[Written tasks]:
1 - Copy the stretch of the post from "I am frankly" through "happen to them.", swapping "editor" for "publisher".
2 - Return each line of the records that contains the string "grave".
------ Reading text ------
I am frankly astonished that anybody should have such an experience in 2011, but that just shows my naivete, and my enormous good luck in having an editor who told me that the same-sex relationship in my forthcoming novel was one of the things she liked.
The article is set up so that other authors who have had similar experiences can comment pseudonymously if they like. I am curious but alarmed to see how many more writers have had this happen to them.
Pamela

ETA: The agent not named in the original Genreville post has responded:

http://theswivet.blogspot.com/2011/09/guest-blogger-joanna-stampfel-volpe.html

[livejournal.com profile] sartorias and [livejournal.com profile] rachelmanija have responded in turn:

http://rachelmanija.livejournal.com/969918.html

And Malinda Lo, who has published YA novels with gay characters, produces some statistics, which demonstrates that really, there is a serious problem here:

http://www.malindalo.com/2011/09/i-have-numbers-stats-on-lgbt-young-adult-books-published-in-the-u-s/

Having known [livejournal.com profile] sartorias for the better part of 25 years, and having known [livejournal.com profile] rachelmanija for a much shorter but non inconsiderable amount of time, I am inclined to look askance at the agent's version of events.
------ Supplied records ------
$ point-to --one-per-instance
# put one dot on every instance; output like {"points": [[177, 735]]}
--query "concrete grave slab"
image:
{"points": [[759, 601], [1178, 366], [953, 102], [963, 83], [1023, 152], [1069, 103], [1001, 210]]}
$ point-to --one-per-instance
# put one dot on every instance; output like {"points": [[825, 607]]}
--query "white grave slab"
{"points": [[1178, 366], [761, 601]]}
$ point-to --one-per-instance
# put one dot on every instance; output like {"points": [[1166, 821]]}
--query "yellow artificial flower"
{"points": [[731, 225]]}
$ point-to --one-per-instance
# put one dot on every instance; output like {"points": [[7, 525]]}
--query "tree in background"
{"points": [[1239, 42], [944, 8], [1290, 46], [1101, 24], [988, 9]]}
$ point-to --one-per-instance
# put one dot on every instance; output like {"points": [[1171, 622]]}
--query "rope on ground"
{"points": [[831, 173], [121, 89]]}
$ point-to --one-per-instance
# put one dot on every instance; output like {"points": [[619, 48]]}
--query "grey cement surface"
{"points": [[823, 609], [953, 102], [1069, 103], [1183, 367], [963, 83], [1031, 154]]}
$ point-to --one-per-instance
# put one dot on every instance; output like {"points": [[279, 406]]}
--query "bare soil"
------
------ Supplied records ------
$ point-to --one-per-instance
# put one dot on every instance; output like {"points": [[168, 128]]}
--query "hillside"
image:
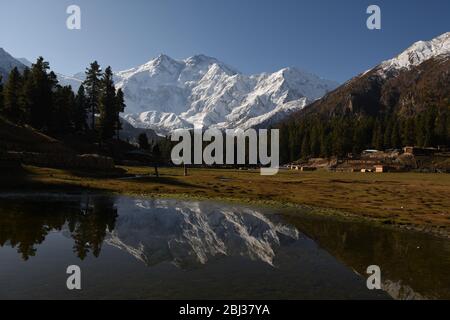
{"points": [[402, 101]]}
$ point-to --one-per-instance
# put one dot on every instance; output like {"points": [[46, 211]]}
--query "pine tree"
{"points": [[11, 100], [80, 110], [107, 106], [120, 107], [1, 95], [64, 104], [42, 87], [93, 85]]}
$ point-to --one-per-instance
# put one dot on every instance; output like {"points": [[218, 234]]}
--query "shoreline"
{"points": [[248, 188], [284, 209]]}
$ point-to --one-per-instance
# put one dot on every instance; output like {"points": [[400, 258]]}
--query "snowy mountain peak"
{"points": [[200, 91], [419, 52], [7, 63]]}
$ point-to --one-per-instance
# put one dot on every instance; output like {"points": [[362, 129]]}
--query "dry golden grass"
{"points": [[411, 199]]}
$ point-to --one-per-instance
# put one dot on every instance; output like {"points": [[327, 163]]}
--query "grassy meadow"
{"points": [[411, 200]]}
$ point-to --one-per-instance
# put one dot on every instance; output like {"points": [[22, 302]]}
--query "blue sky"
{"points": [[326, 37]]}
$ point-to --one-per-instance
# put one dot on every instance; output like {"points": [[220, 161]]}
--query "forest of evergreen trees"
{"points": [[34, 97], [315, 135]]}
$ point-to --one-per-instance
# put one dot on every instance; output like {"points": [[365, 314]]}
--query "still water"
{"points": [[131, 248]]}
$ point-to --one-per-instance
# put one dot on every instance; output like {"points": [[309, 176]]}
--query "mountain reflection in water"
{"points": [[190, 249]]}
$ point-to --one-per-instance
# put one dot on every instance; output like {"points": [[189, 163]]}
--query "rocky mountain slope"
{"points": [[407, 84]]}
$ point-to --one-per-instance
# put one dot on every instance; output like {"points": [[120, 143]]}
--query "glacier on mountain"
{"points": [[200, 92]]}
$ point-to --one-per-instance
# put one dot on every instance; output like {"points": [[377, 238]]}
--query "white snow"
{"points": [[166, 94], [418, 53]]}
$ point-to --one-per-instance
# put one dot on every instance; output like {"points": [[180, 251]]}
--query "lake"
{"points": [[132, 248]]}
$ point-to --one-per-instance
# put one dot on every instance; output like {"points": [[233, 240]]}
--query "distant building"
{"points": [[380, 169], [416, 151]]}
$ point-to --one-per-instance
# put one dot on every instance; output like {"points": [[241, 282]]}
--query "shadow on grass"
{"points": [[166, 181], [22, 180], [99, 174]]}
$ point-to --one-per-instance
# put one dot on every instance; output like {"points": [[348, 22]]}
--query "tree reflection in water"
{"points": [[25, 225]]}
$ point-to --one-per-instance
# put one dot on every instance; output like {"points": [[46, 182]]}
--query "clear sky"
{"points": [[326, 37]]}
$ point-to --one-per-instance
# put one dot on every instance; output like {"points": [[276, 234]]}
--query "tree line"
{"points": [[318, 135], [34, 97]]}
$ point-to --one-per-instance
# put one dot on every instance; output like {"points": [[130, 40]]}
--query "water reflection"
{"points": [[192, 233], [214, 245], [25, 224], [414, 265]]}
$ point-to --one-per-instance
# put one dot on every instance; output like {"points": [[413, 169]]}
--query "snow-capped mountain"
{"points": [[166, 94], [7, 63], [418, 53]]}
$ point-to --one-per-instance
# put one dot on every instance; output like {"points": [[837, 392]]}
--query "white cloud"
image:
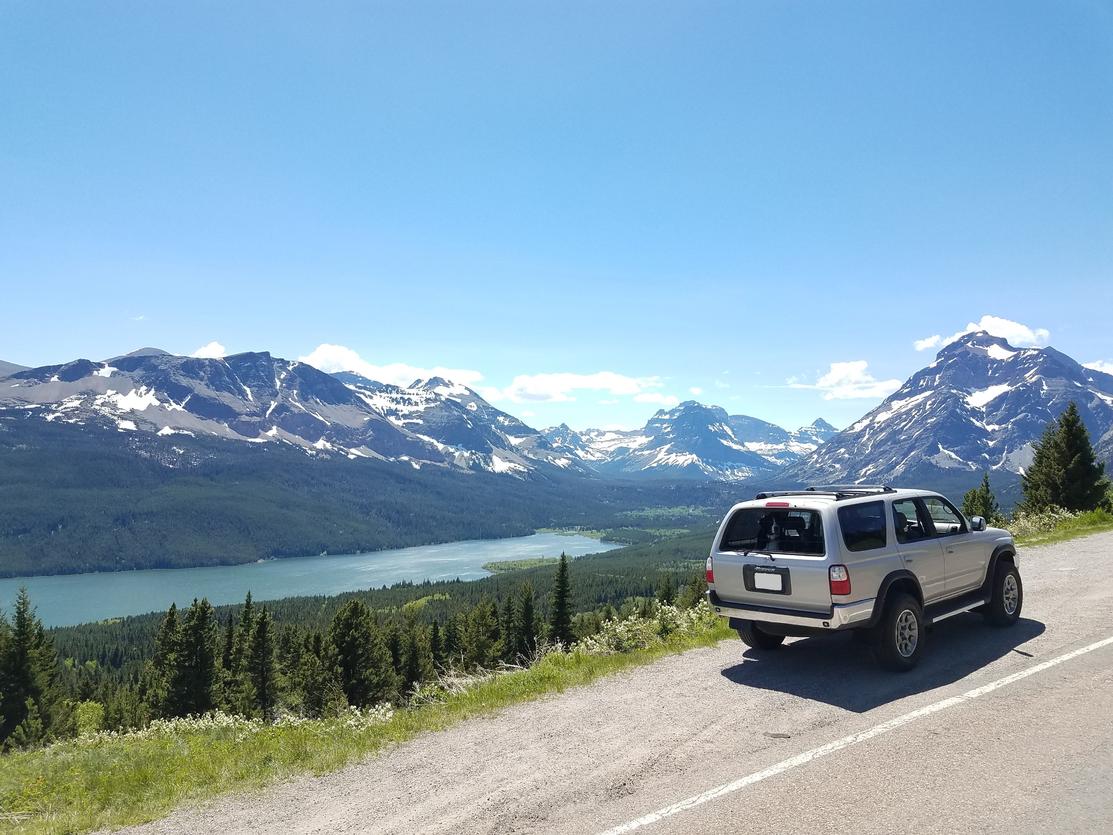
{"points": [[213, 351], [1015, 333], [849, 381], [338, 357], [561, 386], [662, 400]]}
------
[Solutions per task]:
1 -
I am frankly astonished that anybody should have such an experience in 2011, but that just shows my naivete, and my enormous good luck in having an publisher who told me that the same-sex relationship in my forthcoming novel was one of the things she liked.
The article is set up so that other authors who have had similar experiences can comment pseudonymously if they like. I am curious but alarmed to see how many more writers have had this happen to them.

2 -
--query "concrete grave slab"
--query "white grave slab"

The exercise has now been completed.